▶ **PROBLEMS**
1/ In the article on business broker agreements, what is the usual minimum term of an exclusive agreement?
2/ Reproduce the stretch of the business broker article from "Yes, it’s a" through "and broker (representative).", word for word.

▶ **EXTRACT**
○ ○ ○ ○ ○ ○ ○
Signing an agreement with a business broker is one step in a longer journey you’ll take after a decision has been made to sell your beloved business.
Yes, it’s a part of an extended process, but it’s a crucial one, because signing the wrong agreement with the wrong broker can devalue your business and create one hell of a headache down the track.
In this article, we’ve broken the agreement process down, paying particular attention to exclusive agreements, otherwise known as the ‘Exclusive Right to Represent.’ These are the most common types of business broker agreement as they’re generally the least convoluted and have the best chance of creating a ‘win-win’ situation for both vendor (seller) and broker (representative).
What are they?
In a nutshell, signing an exclusive agreement means the broker (and their brokerage) effectively becomes your employee. They will work diligently and do all the leg work to target legitimate buyers, get written offers on the table, and ultimately sell and settle the whole transaction.
An exclusive agreement document will outline set fees as well as the commission structure of the transaction. By way of timeframes, the document will also outline the term of the contract, typically 30 days at a minimum, and anywhere up to 12 months at the other end of the scale.
Question, question, question
Every brokerage prepares their agreement document and terms with the full knowledge it can be challenged. As the vendor, you have the commodity to sell and you’re well and truly in the driver’s seat.
Use that position to your advantage and question the finer points of a broker’s exclusive agreement. A couple of points to remember…
- Question, challenge and above all, be aware of the exclusive term of your contract. There’s no valid reason for a broker (in this day and age) to require a 12-month exclusive contract. Signing this brand of contract is akin to wearing lead handcuffs. Chances are it’ll be slow, unproductive and once it’s in place, there’s nothing you can do but wait it out.
- Brokerages are third-party service suppliers, and any supplier worth their salt knows they need to continually deliver full service and ultimately, results, to keep their businesses ticking over. Take advantage of this position and test their ‘flex’.
○ ○ ○ ○ ○ ○ ○
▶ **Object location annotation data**
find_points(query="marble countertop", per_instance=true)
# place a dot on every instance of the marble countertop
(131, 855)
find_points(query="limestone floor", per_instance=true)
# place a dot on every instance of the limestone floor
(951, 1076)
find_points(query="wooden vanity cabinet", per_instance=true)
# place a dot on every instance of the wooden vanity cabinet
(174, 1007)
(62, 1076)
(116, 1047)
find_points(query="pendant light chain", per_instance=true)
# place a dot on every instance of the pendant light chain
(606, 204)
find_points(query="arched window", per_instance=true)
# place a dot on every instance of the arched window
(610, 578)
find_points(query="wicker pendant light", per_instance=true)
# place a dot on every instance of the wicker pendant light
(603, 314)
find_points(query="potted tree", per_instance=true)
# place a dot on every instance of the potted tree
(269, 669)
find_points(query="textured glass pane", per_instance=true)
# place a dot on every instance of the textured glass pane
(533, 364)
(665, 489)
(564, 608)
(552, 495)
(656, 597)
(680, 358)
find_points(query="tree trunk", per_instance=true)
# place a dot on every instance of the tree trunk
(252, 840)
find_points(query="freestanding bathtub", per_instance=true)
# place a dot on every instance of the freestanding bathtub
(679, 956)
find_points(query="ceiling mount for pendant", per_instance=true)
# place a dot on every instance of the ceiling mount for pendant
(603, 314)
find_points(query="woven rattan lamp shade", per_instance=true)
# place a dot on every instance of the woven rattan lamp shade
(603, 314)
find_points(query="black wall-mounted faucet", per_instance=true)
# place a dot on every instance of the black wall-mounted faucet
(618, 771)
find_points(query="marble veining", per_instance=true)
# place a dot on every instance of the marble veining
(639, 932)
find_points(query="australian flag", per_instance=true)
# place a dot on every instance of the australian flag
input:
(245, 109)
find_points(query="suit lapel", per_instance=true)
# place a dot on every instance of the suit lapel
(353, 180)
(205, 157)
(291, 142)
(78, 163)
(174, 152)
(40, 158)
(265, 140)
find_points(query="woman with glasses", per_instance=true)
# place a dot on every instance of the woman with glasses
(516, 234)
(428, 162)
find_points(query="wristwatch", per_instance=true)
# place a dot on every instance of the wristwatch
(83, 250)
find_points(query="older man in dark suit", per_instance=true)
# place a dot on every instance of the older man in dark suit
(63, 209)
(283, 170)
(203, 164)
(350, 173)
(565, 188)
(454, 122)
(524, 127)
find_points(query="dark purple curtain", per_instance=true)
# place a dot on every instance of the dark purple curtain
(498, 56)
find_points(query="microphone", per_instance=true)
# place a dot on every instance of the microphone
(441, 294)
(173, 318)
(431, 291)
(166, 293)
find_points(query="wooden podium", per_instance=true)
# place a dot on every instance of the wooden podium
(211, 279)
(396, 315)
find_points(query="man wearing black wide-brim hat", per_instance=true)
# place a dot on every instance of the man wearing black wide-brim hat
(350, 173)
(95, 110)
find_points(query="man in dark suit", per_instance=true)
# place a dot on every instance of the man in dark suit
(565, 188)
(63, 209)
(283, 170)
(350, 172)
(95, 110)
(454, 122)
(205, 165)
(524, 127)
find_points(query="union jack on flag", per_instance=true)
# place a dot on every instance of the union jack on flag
○ ○ ○ ○ ○ ○ ○
▶ **ANSWERS**
1/ 30 days

2/
Yes, it’s a part of an extended process, but it’s a crucial one, because signing the wrong agreement with the wrong broker can devalue your business and create one hell of a headache down the track.
In this article, we’ve broken the agreement process down, paying particular attention to exclusive agreements, otherwise known as the ‘Exclusive Right to Represent.’ These are the most common types of business broker agreement as they’re generally the least convoluted and have the best chance of creating a ‘win-win’ situation for both vendor (seller) and broker (representative).